====== Texte présenté

Le Myanmar est le témoin de graves incidents survenus depuis le coup d’État militaire du 1er février 2021 qui a renversé le gouvernement démocratiquement élu d’Aung San Suu Kyi à Naypyidaw, où la communauté des médias est confrontée à des atrocités sans précédent. Les militaires putchistes ont arrêté quelque 125 journalistes au cours des onze derniers mois et près de 30 sont toujours derrière les barreaux.
C’est l’Afghanistan qui s’est révélé être le pays le plus dangereux pour les journalistes en 2021, avec 12 victimes. Il est suivi par le Mexique (10 morts), le Pakistan (7), l’Inde (6), les Philippines, le Yémen (4 chacun), la République démocratique du Congo (3), le Myanmar, le Bangladesh, le Brésil, la Colombie, le Kenya, le Nigeria, la Somalie, l’Azerbaïdjan et la Turquie (2 chacun).
Un lourd tribut au Covid-19
La PEC est par ailleurs la seule organisation de journalistes à tenir une statistique des représentants des médias victimes du Covid-19. Ainsi apprend-on que « l’Inde a perdu un nombre considérable de journalistes depuis mars 2020 (279) à cause des complications liées au Covid-19, n’étant précédé que par le Brésil (294 victimes). Viennent ensuite le Pérou (199), le Mexique (122), la Colombie (79), le Bangladesh (68), les États-Unis (66), l’Italie (60), l’Indonésie (42), le Pakistan (27), le Népal (23), etc… », a déclaré Nava Thakuria, représentante de la PEC pour l’Asie.

============
====== Données fournies

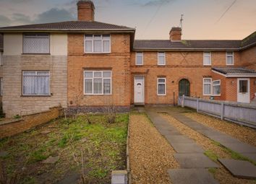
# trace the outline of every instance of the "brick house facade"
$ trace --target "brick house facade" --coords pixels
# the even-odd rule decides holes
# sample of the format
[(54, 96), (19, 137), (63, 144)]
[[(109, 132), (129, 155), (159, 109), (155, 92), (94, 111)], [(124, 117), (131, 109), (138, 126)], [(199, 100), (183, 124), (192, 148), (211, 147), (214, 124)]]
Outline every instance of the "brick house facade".
[(57, 105), (127, 111), (172, 105), (182, 95), (254, 101), (255, 32), (242, 40), (187, 40), (173, 27), (169, 40), (136, 40), (134, 28), (95, 22), (92, 1), (79, 1), (77, 10), (77, 21), (0, 28), (7, 117)]

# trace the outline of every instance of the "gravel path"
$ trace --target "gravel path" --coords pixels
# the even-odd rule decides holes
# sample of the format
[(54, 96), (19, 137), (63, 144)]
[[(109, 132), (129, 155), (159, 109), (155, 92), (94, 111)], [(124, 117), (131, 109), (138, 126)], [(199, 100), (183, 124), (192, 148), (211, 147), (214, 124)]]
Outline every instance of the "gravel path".
[(132, 184), (171, 183), (167, 170), (179, 167), (171, 145), (145, 115), (131, 115), (129, 133)]
[(197, 113), (186, 113), (184, 115), (205, 126), (216, 128), (256, 146), (256, 130), (255, 129)]
[[(185, 126), (171, 115), (166, 114), (162, 114), (161, 115), (163, 118), (168, 120), (170, 123), (175, 126), (182, 134), (194, 139), (198, 144), (202, 146), (205, 150), (210, 150), (215, 153), (218, 158), (231, 158), (229, 154), (225, 152), (220, 146), (214, 144), (210, 139)], [(244, 180), (233, 177), (221, 164), (218, 163), (221, 167), (214, 170), (214, 178), (218, 180), (221, 184), (255, 184), (255, 181), (253, 180)]]

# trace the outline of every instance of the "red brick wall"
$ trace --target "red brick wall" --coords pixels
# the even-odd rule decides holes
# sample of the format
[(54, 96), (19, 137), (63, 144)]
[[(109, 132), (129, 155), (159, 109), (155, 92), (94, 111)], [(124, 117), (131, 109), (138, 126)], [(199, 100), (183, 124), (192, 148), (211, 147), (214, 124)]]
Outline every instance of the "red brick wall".
[(48, 111), (23, 116), (20, 121), (0, 124), (0, 139), (22, 133), (36, 126), (49, 122), (58, 118), (60, 114), (61, 109), (54, 108)]
[[(130, 37), (111, 35), (111, 53), (84, 53), (84, 34), (68, 35), (68, 103), (69, 106), (129, 106)], [(85, 69), (112, 70), (111, 95), (84, 95)]]

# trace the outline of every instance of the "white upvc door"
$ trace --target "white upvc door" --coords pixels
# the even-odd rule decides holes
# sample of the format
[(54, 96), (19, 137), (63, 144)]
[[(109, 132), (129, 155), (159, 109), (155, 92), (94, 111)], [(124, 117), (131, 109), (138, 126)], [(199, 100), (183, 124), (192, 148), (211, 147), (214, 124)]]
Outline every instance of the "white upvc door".
[(237, 102), (249, 103), (249, 79), (237, 79)]
[(144, 76), (135, 77), (135, 103), (144, 103)]

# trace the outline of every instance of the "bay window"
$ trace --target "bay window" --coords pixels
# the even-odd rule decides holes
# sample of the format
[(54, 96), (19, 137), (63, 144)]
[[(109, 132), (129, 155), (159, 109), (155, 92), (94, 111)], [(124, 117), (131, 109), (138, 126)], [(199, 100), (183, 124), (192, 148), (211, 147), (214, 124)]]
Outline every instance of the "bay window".
[(111, 95), (111, 71), (85, 71), (85, 95)]
[(85, 53), (110, 53), (110, 35), (85, 35)]
[(23, 71), (22, 95), (49, 95), (48, 71)]

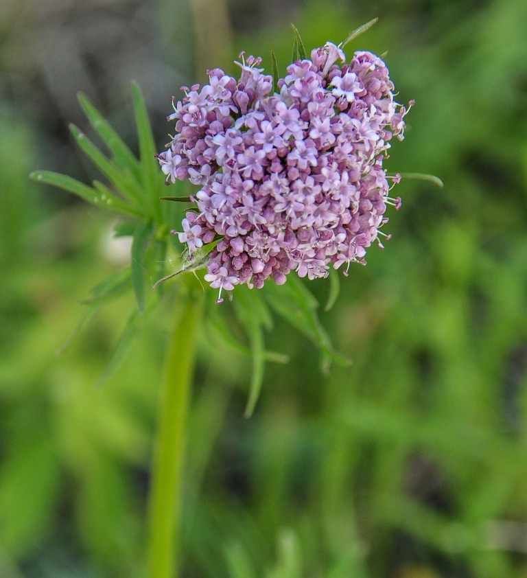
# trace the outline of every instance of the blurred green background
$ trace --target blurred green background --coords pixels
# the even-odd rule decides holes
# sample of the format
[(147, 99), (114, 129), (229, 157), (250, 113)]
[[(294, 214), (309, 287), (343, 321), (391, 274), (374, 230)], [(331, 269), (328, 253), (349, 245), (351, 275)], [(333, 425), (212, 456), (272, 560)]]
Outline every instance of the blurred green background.
[[(391, 172), (393, 239), (352, 267), (322, 323), (349, 367), (276, 321), (253, 417), (250, 360), (200, 336), (183, 496), (186, 578), (527, 577), (525, 0), (2, 0), (0, 578), (144, 575), (145, 507), (169, 312), (94, 384), (132, 299), (60, 355), (78, 301), (126, 262), (111, 218), (39, 187), (95, 176), (68, 137), (84, 91), (135, 146), (130, 82), (159, 150), (179, 86), (244, 49), (284, 69), (309, 48), (386, 57), (414, 99)], [(323, 303), (329, 285), (309, 288)], [(231, 305), (224, 303), (226, 313)]]

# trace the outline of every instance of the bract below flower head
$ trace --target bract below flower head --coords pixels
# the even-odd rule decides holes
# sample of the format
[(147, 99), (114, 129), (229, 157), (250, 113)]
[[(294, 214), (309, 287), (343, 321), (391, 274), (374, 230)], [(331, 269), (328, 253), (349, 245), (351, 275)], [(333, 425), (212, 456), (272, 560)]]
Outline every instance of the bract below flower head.
[(180, 240), (190, 251), (220, 240), (205, 275), (220, 294), (365, 263), (367, 247), (382, 246), (386, 205), (400, 207), (388, 196), (400, 176), (382, 165), (392, 137), (403, 139), (407, 109), (385, 63), (365, 51), (346, 63), (327, 43), (290, 65), (271, 93), (261, 60), (240, 58), (240, 78), (210, 71), (169, 117), (176, 136), (159, 155), (167, 181), (202, 187)]

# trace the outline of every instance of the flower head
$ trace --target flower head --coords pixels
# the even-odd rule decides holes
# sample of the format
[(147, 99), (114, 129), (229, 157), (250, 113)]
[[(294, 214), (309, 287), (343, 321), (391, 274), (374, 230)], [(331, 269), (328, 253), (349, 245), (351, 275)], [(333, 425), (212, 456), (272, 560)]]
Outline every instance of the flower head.
[(364, 263), (367, 247), (382, 246), (386, 205), (401, 205), (388, 196), (400, 176), (382, 164), (393, 137), (403, 137), (407, 109), (382, 60), (360, 51), (346, 63), (327, 43), (289, 66), (272, 93), (261, 60), (240, 59), (239, 79), (217, 69), (201, 89), (185, 90), (169, 117), (176, 136), (159, 155), (167, 182), (201, 185), (199, 213), (177, 234), (190, 253), (218, 242), (204, 278), (219, 301), (237, 284)]

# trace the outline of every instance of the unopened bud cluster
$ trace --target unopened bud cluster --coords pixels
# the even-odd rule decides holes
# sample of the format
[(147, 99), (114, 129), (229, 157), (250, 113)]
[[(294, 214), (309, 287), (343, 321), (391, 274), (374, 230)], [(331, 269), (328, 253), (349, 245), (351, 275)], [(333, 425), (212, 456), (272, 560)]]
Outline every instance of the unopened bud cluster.
[(239, 80), (209, 71), (169, 117), (176, 134), (159, 155), (167, 181), (201, 185), (180, 240), (191, 254), (220, 238), (205, 275), (220, 293), (364, 262), (386, 204), (400, 205), (388, 196), (400, 177), (382, 163), (407, 111), (386, 65), (370, 52), (346, 64), (328, 43), (288, 67), (278, 93), (261, 59), (240, 58)]

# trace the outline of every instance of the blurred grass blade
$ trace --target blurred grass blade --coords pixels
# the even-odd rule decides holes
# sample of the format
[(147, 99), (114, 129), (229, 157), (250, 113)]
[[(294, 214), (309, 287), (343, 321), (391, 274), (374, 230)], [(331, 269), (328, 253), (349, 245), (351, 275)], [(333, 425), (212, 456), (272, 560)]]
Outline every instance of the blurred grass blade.
[(127, 267), (117, 271), (93, 287), (90, 292), (93, 297), (80, 301), (86, 305), (73, 330), (62, 345), (56, 351), (60, 355), (71, 345), (73, 339), (84, 329), (103, 305), (124, 295), (130, 290), (130, 270)]
[(296, 27), (294, 25), (294, 24), (292, 24), (291, 27), (294, 32), (294, 39), (296, 41), (296, 46), (298, 47), (298, 56), (303, 60), (306, 58), (304, 43), (302, 42), (302, 38), (300, 37), (298, 31), (296, 30)]
[(444, 186), (443, 181), (438, 176), (435, 176), (433, 174), (425, 174), (421, 172), (401, 172), (401, 176), (403, 178), (416, 178), (419, 181), (429, 181), (430, 183), (434, 183), (441, 188)]
[(39, 183), (53, 185), (54, 187), (58, 187), (59, 189), (63, 189), (65, 191), (73, 193), (97, 207), (102, 207), (104, 209), (120, 213), (121, 215), (126, 215), (128, 217), (136, 217), (138, 214), (137, 211), (126, 205), (119, 197), (115, 196), (113, 194), (110, 193), (111, 196), (108, 196), (102, 192), (84, 185), (84, 183), (72, 178), (71, 176), (67, 176), (65, 174), (60, 174), (58, 172), (51, 172), (51, 171), (35, 171), (31, 173), (30, 177)]
[(140, 183), (139, 163), (132, 151), (123, 142), (110, 123), (92, 104), (85, 94), (80, 92), (77, 95), (77, 98), (93, 129), (101, 137), (110, 152), (112, 153), (115, 164), (122, 170), (129, 170), (137, 183)]
[(132, 243), (132, 284), (141, 315), (145, 312), (145, 249), (152, 228), (152, 221), (138, 225)]
[(272, 50), (271, 50), (271, 60), (272, 61), (272, 86), (274, 89), (274, 92), (279, 92), (278, 81), (280, 80), (280, 75), (278, 73), (277, 57)]
[(357, 38), (357, 36), (360, 36), (363, 32), (365, 32), (379, 20), (378, 18), (374, 18), (373, 20), (371, 20), (369, 22), (366, 22), (366, 24), (363, 24), (362, 26), (359, 26), (357, 30), (353, 30), (353, 32), (350, 34), (350, 35), (346, 38), (346, 40), (342, 43), (342, 47), (344, 48), (347, 44), (351, 42), (352, 40), (354, 40)]
[[(99, 170), (127, 199), (135, 202), (139, 207), (142, 206), (143, 194), (141, 188), (129, 174), (124, 173), (111, 161), (101, 152), (93, 143), (74, 124), (70, 124), (69, 130), (80, 150), (91, 160)], [(121, 199), (113, 195), (114, 200)], [(122, 203), (122, 201), (121, 201)]]
[(133, 237), (137, 227), (137, 222), (134, 221), (119, 221), (113, 227), (113, 236)]
[(333, 267), (329, 268), (329, 297), (327, 298), (327, 303), (324, 308), (325, 311), (329, 311), (329, 310), (335, 305), (335, 302), (338, 297), (338, 294), (340, 292), (340, 279), (338, 277), (338, 271), (333, 269)]
[[(246, 326), (247, 327), (247, 326)], [(260, 396), (261, 384), (264, 382), (264, 333), (261, 327), (255, 323), (252, 323), (247, 330), (250, 340), (250, 348), (253, 352), (253, 375), (249, 386), (249, 397), (245, 407), (244, 415), (249, 418), (255, 411), (256, 402)]]
[(278, 543), (278, 560), (268, 578), (302, 578), (300, 540), (292, 530), (283, 530)]
[(229, 578), (256, 578), (247, 553), (239, 542), (225, 548)]
[(255, 309), (255, 303), (253, 292), (248, 289), (238, 292), (233, 301), (236, 316), (247, 332), (253, 358), (253, 375), (249, 386), (249, 397), (245, 408), (246, 417), (250, 417), (253, 415), (264, 382), (265, 345), (261, 326), (266, 321), (266, 315), (265, 312), (263, 313), (264, 310), (258, 311)]
[(156, 147), (152, 132), (148, 114), (139, 85), (132, 82), (132, 96), (134, 101), (134, 113), (137, 126), (137, 137), (139, 141), (141, 174), (143, 185), (150, 196), (150, 202), (158, 220), (161, 220), (158, 183), (160, 181), (159, 165), (156, 160)]
[(130, 267), (117, 271), (91, 290), (90, 292), (93, 297), (82, 299), (80, 303), (83, 305), (107, 303), (108, 300), (113, 300), (117, 297), (120, 297), (123, 290), (129, 289), (131, 279), (132, 272)]
[(193, 253), (194, 258), (191, 261), (188, 260), (188, 253), (184, 252), (183, 255), (183, 264), (176, 271), (156, 281), (152, 288), (156, 289), (161, 283), (168, 281), (169, 279), (172, 279), (173, 277), (176, 277), (176, 275), (178, 275), (180, 273), (197, 271), (198, 269), (203, 268), (209, 261), (209, 253), (215, 247), (218, 242), (219, 240), (212, 243), (209, 243), (201, 248), (198, 249), (198, 251), (194, 251)]
[(123, 331), (121, 334), (121, 337), (119, 339), (117, 346), (115, 348), (113, 355), (112, 356), (112, 358), (110, 360), (108, 365), (106, 367), (106, 369), (102, 372), (101, 377), (99, 378), (99, 380), (95, 384), (95, 386), (98, 387), (99, 385), (104, 383), (104, 382), (108, 380), (119, 369), (121, 364), (124, 360), (126, 354), (128, 352), (128, 349), (130, 349), (130, 346), (137, 333), (137, 329), (139, 327), (140, 320), (141, 317), (139, 312), (137, 311), (134, 311), (134, 312), (128, 318), (128, 321), (126, 323), (126, 327), (124, 328), (124, 331)]
[(298, 41), (296, 40), (296, 36), (294, 37), (294, 41), (293, 42), (293, 56), (292, 56), (292, 62), (296, 62), (296, 60), (298, 60), (300, 58), (300, 54), (298, 54)]
[(100, 308), (97, 306), (91, 306), (84, 308), (84, 311), (80, 314), (79, 321), (77, 322), (73, 331), (66, 338), (66, 340), (55, 350), (55, 355), (60, 355), (63, 354), (66, 349), (71, 345), (72, 341), (75, 338), (84, 330), (84, 327), (91, 321), (93, 316), (97, 313)]

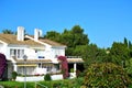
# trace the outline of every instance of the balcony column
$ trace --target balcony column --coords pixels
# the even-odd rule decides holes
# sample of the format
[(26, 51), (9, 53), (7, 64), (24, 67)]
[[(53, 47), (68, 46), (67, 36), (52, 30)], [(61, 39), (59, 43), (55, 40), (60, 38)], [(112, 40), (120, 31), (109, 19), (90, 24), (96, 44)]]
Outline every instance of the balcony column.
[(76, 70), (77, 70), (77, 64), (75, 63), (74, 64), (74, 74), (75, 74), (75, 76), (76, 76)]

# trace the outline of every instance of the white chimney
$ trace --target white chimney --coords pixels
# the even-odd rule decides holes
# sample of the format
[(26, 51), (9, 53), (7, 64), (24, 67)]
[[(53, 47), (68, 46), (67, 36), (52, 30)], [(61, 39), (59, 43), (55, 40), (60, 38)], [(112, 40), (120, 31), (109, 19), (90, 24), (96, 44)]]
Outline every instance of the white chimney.
[(24, 41), (24, 28), (23, 26), (18, 26), (18, 41)]
[(37, 41), (38, 40), (38, 29), (34, 30), (34, 40)]

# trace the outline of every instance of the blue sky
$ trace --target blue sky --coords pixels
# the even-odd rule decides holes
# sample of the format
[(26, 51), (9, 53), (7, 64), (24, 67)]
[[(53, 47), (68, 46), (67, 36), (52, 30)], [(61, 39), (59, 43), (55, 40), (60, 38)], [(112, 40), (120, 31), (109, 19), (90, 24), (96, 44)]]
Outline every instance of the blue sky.
[(0, 32), (16, 31), (24, 26), (26, 33), (34, 29), (63, 32), (80, 25), (90, 43), (109, 47), (122, 42), (132, 42), (131, 0), (0, 0)]

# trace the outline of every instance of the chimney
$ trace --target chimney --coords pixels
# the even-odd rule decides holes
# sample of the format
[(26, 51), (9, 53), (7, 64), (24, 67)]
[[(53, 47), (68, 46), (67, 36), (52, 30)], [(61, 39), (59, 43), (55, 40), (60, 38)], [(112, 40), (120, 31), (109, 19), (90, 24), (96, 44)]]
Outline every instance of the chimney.
[(18, 26), (18, 41), (24, 41), (24, 28), (23, 26)]

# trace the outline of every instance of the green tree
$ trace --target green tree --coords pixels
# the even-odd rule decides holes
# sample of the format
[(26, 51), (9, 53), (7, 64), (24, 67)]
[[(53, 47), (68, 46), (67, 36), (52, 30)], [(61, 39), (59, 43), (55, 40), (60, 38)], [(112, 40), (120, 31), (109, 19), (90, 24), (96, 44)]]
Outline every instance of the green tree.
[(14, 34), (11, 30), (8, 30), (8, 29), (2, 30), (2, 33), (3, 34)]
[(110, 62), (120, 65), (122, 67), (125, 67), (127, 61), (130, 59), (130, 52), (125, 44), (114, 42), (112, 44), (112, 47), (110, 50)]
[(132, 85), (124, 69), (113, 63), (91, 64), (82, 88), (128, 88)]
[(107, 51), (99, 48), (96, 44), (80, 45), (74, 51), (74, 55), (79, 55), (85, 61), (85, 68), (94, 63), (107, 62)]

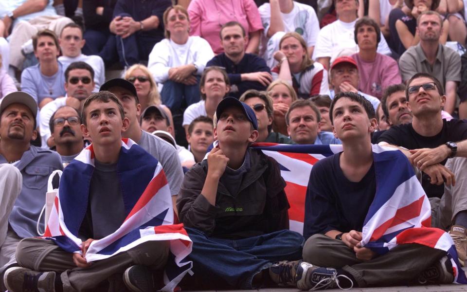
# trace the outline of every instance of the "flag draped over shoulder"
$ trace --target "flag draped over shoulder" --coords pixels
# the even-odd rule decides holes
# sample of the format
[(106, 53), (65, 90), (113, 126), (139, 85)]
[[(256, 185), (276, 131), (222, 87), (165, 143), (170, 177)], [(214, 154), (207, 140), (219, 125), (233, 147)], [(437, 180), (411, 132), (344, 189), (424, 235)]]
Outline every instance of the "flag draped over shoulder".
[[(287, 182), (290, 204), (290, 229), (303, 233), (305, 196), (313, 165), (341, 152), (341, 145), (285, 145), (255, 143), (252, 147), (273, 158)], [(467, 284), (448, 233), (431, 226), (431, 207), (405, 156), (394, 148), (372, 146), (376, 193), (362, 231), (362, 245), (383, 254), (398, 244), (418, 243), (445, 251), (454, 273), (454, 282)]]
[[(65, 168), (44, 235), (70, 253), (82, 253), (78, 231), (88, 209), (94, 161), (91, 145)], [(104, 259), (149, 241), (169, 240), (171, 255), (163, 290), (172, 291), (186, 273), (191, 273), (191, 262), (183, 259), (191, 252), (192, 242), (182, 224), (174, 224), (172, 198), (163, 169), (135, 142), (124, 139), (117, 176), (116, 183), (120, 184), (126, 218), (113, 233), (91, 243), (86, 259)]]

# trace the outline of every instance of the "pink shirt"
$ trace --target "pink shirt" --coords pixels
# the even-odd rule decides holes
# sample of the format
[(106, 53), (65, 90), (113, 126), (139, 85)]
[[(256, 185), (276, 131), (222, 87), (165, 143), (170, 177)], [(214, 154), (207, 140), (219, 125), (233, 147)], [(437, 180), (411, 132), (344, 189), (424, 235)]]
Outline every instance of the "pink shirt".
[(253, 0), (192, 0), (188, 6), (190, 35), (208, 41), (214, 54), (224, 52), (219, 32), (229, 21), (240, 23), (247, 34), (263, 29), (258, 7)]
[(390, 56), (377, 53), (374, 62), (365, 62), (359, 53), (351, 56), (359, 66), (359, 89), (381, 99), (386, 87), (402, 82), (397, 62)]

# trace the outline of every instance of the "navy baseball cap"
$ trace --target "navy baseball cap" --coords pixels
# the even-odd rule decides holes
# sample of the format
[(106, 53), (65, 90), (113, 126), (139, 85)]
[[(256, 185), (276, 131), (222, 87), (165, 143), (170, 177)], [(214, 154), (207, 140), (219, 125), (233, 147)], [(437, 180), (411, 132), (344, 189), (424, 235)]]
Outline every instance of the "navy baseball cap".
[(241, 102), (235, 97), (226, 97), (219, 103), (217, 108), (216, 109), (216, 116), (217, 120), (219, 120), (221, 114), (226, 109), (233, 107), (240, 109), (253, 125), (253, 128), (258, 130), (258, 121), (253, 109), (247, 104)]
[(135, 97), (135, 99), (136, 100), (137, 103), (140, 103), (140, 100), (138, 98), (138, 93), (136, 93), (136, 89), (135, 88), (135, 86), (133, 85), (131, 82), (121, 78), (114, 78), (113, 79), (108, 80), (101, 86), (99, 91), (108, 91), (109, 89), (112, 88), (112, 87), (121, 87), (122, 88), (125, 88), (131, 92), (133, 96)]

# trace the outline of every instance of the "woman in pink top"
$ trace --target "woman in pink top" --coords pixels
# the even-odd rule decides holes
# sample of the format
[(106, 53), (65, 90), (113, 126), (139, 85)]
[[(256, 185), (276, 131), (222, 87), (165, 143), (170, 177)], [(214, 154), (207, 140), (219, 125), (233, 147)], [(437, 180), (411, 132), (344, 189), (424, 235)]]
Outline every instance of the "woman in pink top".
[(235, 21), (248, 34), (246, 53), (256, 54), (263, 29), (258, 7), (253, 0), (192, 0), (188, 6), (191, 36), (208, 41), (214, 54), (224, 52), (219, 33), (222, 25)]

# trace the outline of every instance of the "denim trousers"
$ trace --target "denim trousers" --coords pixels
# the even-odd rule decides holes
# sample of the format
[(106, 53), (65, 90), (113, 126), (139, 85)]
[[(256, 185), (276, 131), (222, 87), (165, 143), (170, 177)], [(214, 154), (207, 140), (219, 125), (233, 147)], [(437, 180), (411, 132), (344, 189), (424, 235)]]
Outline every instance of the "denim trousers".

============

D'après le texte sur les journalistes victimes en 2021, quel pays a été le plus dangereux pour la profession cette année-là ? Les enregistrements n'ont aucun rapport avec le texte.

L'Afghanistan, avec 12 victimes.